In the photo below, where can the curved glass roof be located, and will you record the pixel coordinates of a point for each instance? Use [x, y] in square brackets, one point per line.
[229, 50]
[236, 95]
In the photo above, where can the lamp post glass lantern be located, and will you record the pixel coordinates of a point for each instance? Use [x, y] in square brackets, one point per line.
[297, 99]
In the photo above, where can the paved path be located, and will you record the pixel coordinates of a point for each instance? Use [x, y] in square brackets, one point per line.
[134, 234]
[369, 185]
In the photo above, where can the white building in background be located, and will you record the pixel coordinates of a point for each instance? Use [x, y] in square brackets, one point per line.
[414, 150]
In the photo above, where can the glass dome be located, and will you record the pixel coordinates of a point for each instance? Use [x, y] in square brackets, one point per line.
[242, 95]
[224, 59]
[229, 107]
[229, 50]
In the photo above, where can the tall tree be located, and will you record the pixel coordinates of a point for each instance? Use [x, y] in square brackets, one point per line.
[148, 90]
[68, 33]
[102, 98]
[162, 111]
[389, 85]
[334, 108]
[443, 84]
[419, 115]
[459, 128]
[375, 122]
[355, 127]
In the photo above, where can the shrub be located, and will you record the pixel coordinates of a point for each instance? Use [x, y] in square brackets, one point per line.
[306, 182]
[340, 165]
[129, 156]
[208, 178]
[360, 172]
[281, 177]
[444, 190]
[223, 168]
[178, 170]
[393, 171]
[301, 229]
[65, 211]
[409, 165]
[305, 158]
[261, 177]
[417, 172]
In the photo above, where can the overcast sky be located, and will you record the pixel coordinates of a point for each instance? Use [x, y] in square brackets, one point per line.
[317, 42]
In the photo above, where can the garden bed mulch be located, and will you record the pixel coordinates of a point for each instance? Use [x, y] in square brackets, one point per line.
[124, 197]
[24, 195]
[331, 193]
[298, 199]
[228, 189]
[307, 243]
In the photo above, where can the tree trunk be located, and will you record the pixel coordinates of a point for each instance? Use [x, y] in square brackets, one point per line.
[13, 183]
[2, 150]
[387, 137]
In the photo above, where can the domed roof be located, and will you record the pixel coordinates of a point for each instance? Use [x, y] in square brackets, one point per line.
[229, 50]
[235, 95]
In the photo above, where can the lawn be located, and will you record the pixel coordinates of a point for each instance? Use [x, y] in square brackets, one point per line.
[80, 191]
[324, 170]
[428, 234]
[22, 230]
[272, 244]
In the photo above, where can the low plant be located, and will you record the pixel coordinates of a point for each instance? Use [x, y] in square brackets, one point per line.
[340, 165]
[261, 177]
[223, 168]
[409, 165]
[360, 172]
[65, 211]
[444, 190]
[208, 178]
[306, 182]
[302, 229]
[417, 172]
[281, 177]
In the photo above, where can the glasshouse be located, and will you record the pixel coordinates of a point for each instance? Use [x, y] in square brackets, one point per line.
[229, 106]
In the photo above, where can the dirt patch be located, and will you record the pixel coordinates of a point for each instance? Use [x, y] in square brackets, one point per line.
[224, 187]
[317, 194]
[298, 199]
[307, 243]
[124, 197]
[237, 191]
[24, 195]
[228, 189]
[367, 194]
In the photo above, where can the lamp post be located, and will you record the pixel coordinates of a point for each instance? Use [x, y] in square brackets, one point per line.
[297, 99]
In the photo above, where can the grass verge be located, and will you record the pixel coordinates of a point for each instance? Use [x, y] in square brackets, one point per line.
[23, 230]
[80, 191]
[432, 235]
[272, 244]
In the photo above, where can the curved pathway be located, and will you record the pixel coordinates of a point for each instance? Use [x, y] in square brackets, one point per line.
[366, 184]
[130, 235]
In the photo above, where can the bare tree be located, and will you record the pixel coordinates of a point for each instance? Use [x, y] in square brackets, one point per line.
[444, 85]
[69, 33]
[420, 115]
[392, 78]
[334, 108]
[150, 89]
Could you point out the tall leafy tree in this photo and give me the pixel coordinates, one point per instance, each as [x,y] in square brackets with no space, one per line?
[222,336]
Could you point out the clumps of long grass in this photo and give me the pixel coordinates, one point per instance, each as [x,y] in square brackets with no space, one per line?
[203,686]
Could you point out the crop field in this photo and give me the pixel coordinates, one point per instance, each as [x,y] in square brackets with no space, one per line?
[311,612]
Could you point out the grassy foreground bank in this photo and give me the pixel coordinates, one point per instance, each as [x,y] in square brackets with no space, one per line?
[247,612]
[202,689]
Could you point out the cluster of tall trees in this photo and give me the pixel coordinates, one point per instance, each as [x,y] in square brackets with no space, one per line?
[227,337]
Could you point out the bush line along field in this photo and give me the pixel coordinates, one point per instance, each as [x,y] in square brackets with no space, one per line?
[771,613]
+ + + + + + +
→ **EXERCISE GOAL**
All of the records need to be returned exactly as they are.

→ **EXERCISE RESPONSE**
In the photo below, where can the curved glass roof be located, and will you record the pixel coordinates of a point for each instance? Use [x, y] in square brackets, one point per line.
[229, 50]
[236, 95]
In the photo above, where can the lamp post glass lantern be located, and will you record the pixel coordinates of a point for each instance? Use [x, y] in square brackets, one point per line.
[297, 99]
In the photo above, where can the paved path be located, and will you record the pixel coordinates of a point for each instance? Use [x, y] in square brackets, one point per line.
[134, 234]
[369, 185]
In the photo above, where can the white building in background be located, and will you record the pixel coordinates of a point for each instance? Use [x, y] in square brackets, one point per line.
[414, 150]
In the photo above, where can the glass dome be located, and will you record the pixel coordinates of a point for each instance? Use [x, y] in square brackets, one point per line.
[242, 95]
[224, 59]
[229, 107]
[229, 50]
In the photo above, where can the tall tree be located, and will you record the pixel coordinates of a point for each instance? Use [x, y] in square brackets, one point per line.
[148, 90]
[68, 33]
[102, 98]
[162, 111]
[389, 85]
[334, 108]
[443, 84]
[419, 115]
[459, 128]
[375, 122]
[355, 127]
In the photo above, where can the shrub be located, and will you record the pixel coordinates of a point for each instance? Use [x, y] in square brackets, one point per line.
[306, 182]
[340, 165]
[129, 156]
[208, 178]
[360, 172]
[281, 177]
[444, 190]
[223, 168]
[178, 170]
[393, 171]
[301, 229]
[65, 211]
[409, 165]
[305, 158]
[261, 177]
[417, 172]
In the photo above, where can the overcast sky be located, and will you record the pixel coordinates of a point for each instance? Use [x, y] in square brackets, one point per line.
[317, 42]
In the photo above, where can the garden bed mulch be located, and will you record the pixel coordinates of a point for each instance? Use [x, y] in square brackets, one point per line.
[124, 197]
[24, 195]
[331, 193]
[298, 199]
[228, 189]
[307, 243]
In the photo above, where can the tree trunk be located, and will you record the pixel coordinates of a point for each instance? Use [x, y] in square brackets, one point per line.
[13, 183]
[2, 150]
[387, 137]
In the photo above, where can the domed roof be located, and will you record the pixel coordinates of a point for each instance? Use [x, y] in square brackets, one point per line.
[229, 50]
[235, 95]
In the photo above, where can the lawn be located, and will you record the pixel coordinates of a point for each instance? Use [x, y] in square brackets, one point per line.
[80, 191]
[324, 170]
[428, 234]
[22, 230]
[272, 244]
In the photo above, where can the low plant be located, and will you record the pixel coordinates of a point for each instance? Use [x, y] in square brackets, one point per line.
[340, 165]
[261, 177]
[223, 168]
[409, 165]
[360, 172]
[65, 211]
[444, 190]
[208, 178]
[306, 182]
[302, 229]
[417, 172]
[281, 177]
In the photo above, where can the glasshouse be located, and will you record the pixel coordinates of a point for each instance? Use [x, y] in square brackets, one point per line.
[229, 106]
In the photo above, where can the dirt patch be located, and will you record the pixel coordinates of a point for each instance? Use [x, y] in square brackets, one point per line.
[224, 187]
[317, 194]
[298, 199]
[307, 243]
[124, 197]
[237, 191]
[24, 195]
[228, 189]
[367, 194]
In the photo above, where can the lamp post be located, and will you record the pixel coordinates of a point for each instance? Use [x, y] in square brackets, one point per line.
[297, 99]
In the photo above, where can the grass verge be located, and will you record the pixel coordinates of a point for each instance? Use [x, y] in square brackets, one point per line.
[23, 230]
[80, 191]
[432, 235]
[272, 244]
In the photo above, where can the curved pathway be located, and will you record the pixel coordinates of a point for each instance? Use [x, y] in square brackets, one point per line.
[366, 184]
[130, 235]
In the photo above, where can the bare tree be located, and will you record the pixel coordinates of a point for each instance? Use [x, y] in square brackets, one point per line.
[444, 85]
[69, 33]
[420, 115]
[392, 78]
[334, 108]
[150, 89]
Could you point out the tall leafy tree in this photo and give me the pixel coordinates, one point per instance, each as [x,y] in square brackets with no space, one per line?
[222,336]
Could you point out the clumps of long grass in this photo and give me the pixel coordinates, one point per instance, each as [x,y] in square brackets with no space, one per line?
[203,686]
Could you point out the crop field in this photo and give me the pixel coordinates, one point per instance, each as [x,y] in square brackets with no space, one per line?
[311,612]
Could you point out the grassy foreground bank in this photo and give me the pixel coordinates, one point per instance, each as [x,y] in square brackets with no space, one per line?
[247,612]
[202,689]
Could you point out the cluster of tall trees in this photo and give me the pixel coordinates, one point per instance, each as [x,y] in square brackets with no space, one per line?
[227,337]
Could you point out the bush line along field in this photo and give me the pixel coordinates, one point per instance, each as [x,y] in square brackets with no space, one per line?
[771,613]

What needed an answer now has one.